### EXTRACT
____________________
The steps of KNN can be summarized as follows:

  1. Choose the number of K and a distance metric.
  2. Find the K-nearest neighbors of the sample that we want to classify.
  3. Assign the class label by majority vote.

KNN regression and classification models can be constructed using the sklearn package of Python, as shown in the following code:

Classification

from sklearn.neighbors import KNeighborsClassifier
model = KNeighborsClassifier()
model.fit(X, Y)

Regression

from sklearn.neighbors import KNeighborsRegressor
model = KNeighborsRegressor()
model.fit(X, Y)

Hyperparameters

The following key parameters are present in the sklearn implementation of KNN and can be tweaked while performing the grid search:Number of neighbors (n_neighbors in sklearn)

The most important hyperparameter for KNN is the number of neighbors (n_neighbors). Good values are between 1 and 20.Distance metric (metric in sklearn)

It may also be interesting to test different distance metrics for choosing the composition of the neighborhood. Good values are euclidean and manhattan.

Advantages and disadvantages

In terms of advantages, no training is involved and hence there is no learning phase. Since the algorithm requires no training before making predictions, new data can be added seamlessly without impacting the accuracy of the algorithm. It is intuitive and easy to understand. The model naturally handles multiclass classification and can learn complex decision boundaries. KNN is effective if the training data is large. It is also robust to noisy data, and there is no need to filter the outliers.

In terms of the disadvantages, the distance metric to choose is not obvious and difficult to justify in many cases. KNN performs poorly on high dimensional datasets. It is expensive and slow to predict new instances because the distance to all neighbors must be recalculated. KNN is sensitive to noise in the dataset. We need to manually input missing values and remove outliers. Also, feature scaling (standardization and normalization) is required before applying the KNN algorithm to any dataset; otherwise, KNN may generate wrong predictions.

Linear Discriminant Analysis

The objective of the linear discriminant analysis (LDA) algorithm is to project the data onto a lower-dimensional space in a way that the class separability is maximized and the variance within a class is minimized.4

During the training of the LDA model, the statistical properties (i.e., mean and covariance matrix) of each class are computed. The statistical properties are estimated on the basis of the following assumptions about the data:

  • Data is normally distributed, so that each variable is shaped like a bell curve when plotted.
  • Each attribute has the same variance, and the values of each variable vary around the mean by the same amount on average.

To make a prediction, LDA estimates the probability that a new set of inputs belongs to every class. The output class is the one that has the highest probability.
____________________
### DATASET CONTENT
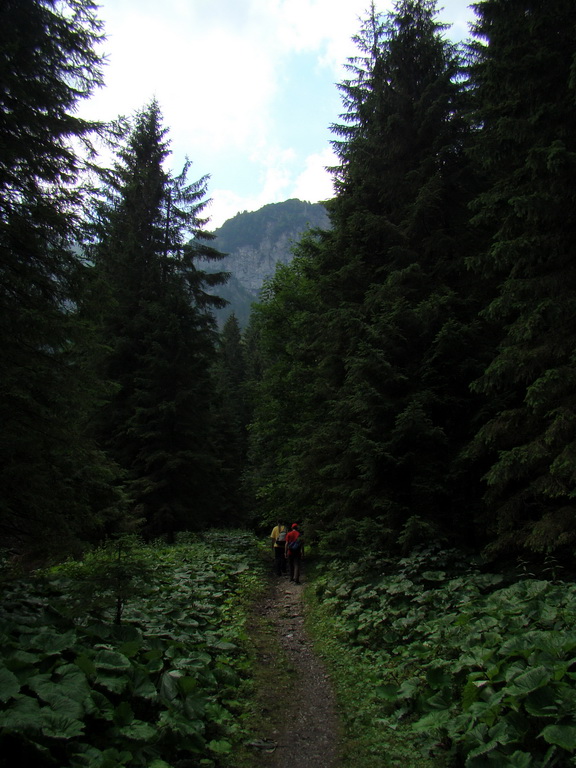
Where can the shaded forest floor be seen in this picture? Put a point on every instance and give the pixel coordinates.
(295, 720)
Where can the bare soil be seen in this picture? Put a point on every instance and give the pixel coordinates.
(297, 724)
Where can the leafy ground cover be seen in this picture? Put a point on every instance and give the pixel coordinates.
(437, 663)
(134, 656)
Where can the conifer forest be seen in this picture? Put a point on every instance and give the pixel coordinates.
(405, 388)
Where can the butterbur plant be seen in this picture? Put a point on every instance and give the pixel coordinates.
(161, 689)
(484, 672)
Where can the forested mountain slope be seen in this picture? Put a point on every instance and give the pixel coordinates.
(255, 242)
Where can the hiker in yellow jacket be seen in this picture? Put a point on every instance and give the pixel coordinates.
(278, 537)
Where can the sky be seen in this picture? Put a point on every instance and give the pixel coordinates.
(247, 88)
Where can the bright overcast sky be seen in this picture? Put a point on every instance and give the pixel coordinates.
(247, 88)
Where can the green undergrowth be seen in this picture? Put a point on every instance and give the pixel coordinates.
(135, 656)
(439, 664)
(366, 741)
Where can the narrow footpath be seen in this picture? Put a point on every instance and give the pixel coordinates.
(299, 727)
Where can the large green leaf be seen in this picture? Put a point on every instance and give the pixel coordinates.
(111, 660)
(561, 735)
(59, 726)
(529, 681)
(139, 731)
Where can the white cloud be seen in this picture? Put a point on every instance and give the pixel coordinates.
(224, 72)
(314, 184)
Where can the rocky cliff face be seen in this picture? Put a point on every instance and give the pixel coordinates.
(256, 242)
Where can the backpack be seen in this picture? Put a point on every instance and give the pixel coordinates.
(295, 545)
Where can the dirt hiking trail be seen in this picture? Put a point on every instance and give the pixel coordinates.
(300, 725)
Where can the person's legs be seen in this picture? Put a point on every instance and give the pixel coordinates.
(297, 559)
(278, 558)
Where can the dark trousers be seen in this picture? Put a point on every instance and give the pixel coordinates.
(294, 559)
(279, 561)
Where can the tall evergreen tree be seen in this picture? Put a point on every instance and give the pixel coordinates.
(53, 482)
(523, 76)
(153, 311)
(232, 418)
(397, 316)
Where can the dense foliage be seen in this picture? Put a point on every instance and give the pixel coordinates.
(477, 670)
(157, 683)
(149, 306)
(54, 481)
(417, 357)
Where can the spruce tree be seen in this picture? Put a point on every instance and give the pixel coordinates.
(153, 311)
(522, 76)
(232, 418)
(55, 484)
(397, 315)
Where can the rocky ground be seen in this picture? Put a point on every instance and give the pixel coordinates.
(299, 726)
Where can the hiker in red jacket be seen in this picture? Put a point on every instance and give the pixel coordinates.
(294, 550)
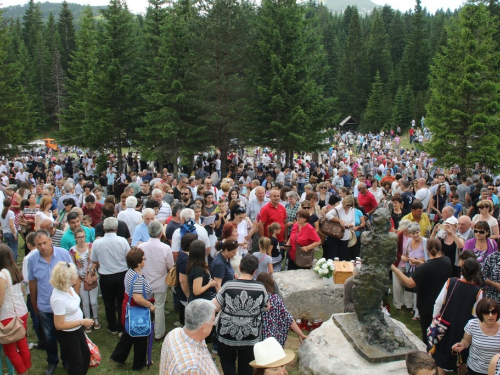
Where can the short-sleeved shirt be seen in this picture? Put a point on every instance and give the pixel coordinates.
(64, 303)
(482, 349)
(430, 278)
(40, 270)
(270, 214)
(194, 274)
(242, 304)
(222, 269)
(68, 239)
(141, 286)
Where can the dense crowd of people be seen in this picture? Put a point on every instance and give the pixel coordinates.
(120, 233)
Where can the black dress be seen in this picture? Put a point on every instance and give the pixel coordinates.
(457, 313)
(451, 252)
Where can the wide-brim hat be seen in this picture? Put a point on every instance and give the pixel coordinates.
(352, 239)
(269, 353)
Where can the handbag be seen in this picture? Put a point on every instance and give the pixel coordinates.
(439, 326)
(137, 318)
(14, 330)
(172, 278)
(302, 258)
(331, 228)
(409, 273)
(95, 355)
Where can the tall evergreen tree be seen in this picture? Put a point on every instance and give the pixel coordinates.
(379, 55)
(66, 29)
(83, 93)
(403, 107)
(14, 103)
(353, 78)
(171, 108)
(291, 106)
(462, 112)
(375, 116)
(119, 99)
(415, 63)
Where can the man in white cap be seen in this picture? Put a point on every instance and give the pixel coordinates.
(270, 355)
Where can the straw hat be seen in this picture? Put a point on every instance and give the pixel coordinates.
(352, 239)
(269, 353)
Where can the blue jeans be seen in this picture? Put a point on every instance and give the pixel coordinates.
(12, 243)
(49, 330)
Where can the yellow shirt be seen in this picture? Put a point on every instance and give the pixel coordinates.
(425, 223)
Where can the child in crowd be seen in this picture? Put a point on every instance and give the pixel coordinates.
(265, 261)
(87, 222)
(274, 229)
(456, 206)
(420, 363)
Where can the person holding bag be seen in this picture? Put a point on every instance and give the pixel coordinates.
(456, 305)
(80, 253)
(13, 307)
(303, 238)
(68, 318)
(141, 295)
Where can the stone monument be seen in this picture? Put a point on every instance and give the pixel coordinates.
(373, 335)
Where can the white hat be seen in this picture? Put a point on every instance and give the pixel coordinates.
(269, 354)
(352, 239)
(451, 220)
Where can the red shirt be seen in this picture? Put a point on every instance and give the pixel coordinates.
(95, 213)
(270, 214)
(305, 237)
(367, 201)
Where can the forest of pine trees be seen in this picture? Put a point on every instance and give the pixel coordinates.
(191, 75)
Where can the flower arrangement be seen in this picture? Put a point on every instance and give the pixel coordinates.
(325, 268)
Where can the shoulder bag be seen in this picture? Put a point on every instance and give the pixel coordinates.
(331, 228)
(137, 318)
(439, 326)
(407, 272)
(14, 330)
(303, 258)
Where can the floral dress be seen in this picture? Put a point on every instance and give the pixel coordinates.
(276, 321)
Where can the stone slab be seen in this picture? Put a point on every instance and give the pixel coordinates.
(327, 352)
(353, 332)
(305, 294)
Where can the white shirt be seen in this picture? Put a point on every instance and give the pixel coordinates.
(131, 217)
(424, 196)
(13, 302)
(347, 218)
(159, 260)
(64, 303)
(202, 236)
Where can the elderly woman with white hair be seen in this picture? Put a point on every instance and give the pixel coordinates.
(400, 296)
(68, 318)
(130, 216)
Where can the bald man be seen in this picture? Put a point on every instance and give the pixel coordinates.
(55, 234)
(464, 228)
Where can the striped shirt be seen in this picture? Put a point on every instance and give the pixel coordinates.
(180, 355)
(482, 348)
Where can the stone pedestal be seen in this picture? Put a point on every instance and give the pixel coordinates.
(305, 294)
(327, 352)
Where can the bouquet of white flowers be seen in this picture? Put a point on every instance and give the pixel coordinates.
(325, 268)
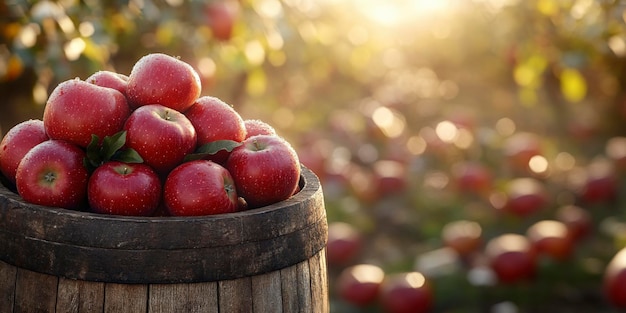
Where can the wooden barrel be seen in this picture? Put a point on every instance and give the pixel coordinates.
(270, 259)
____________________
### CHALLENGE
Pick up the passage on KNN and linear discriminant analysis after its last sentence and continue it.

### FINAL ANSWER
Implementation in Python and hyperparameters

The LDA classification model can be constructed using the sklearn package of Python, as shown in the following code snippet:

from sklearn.discriminant_analysis import LinearDiscriminantAnalysis
model = LinearDiscriminantAnalysis()
model.fit(X, Y)

The key hyperparameter for the LDA model is number of components for dimensionality reduction, which is represented by n_components in sklearn.

Advantages and disadvantages

In terms of advantages, LDA is a relatively simple model with fast implementation and is easy to implement. In terms of disadvantages, it requires feature scaling and involves complex matrix operations.

Classification and Regression Trees

In the most general terms, the purpose of an analysis via tree-building algorithms is to determine a set of if–then logical (split) conditions that permit accurate prediction or classification of cases. Classification and regression trees (or CART or decision tree classifiers) are attractive models if we care about interpretability. We can think of this model as breaking down our data and making a decision based on asking a series of questions. This algorithm is the foundation of ensemble methods such as random forest and gradient boosting method.

Representation

The model can be represented by a binary tree (or decision tree), where each node is an input variable x with a split point and each leaf contains an output variable y for prediction.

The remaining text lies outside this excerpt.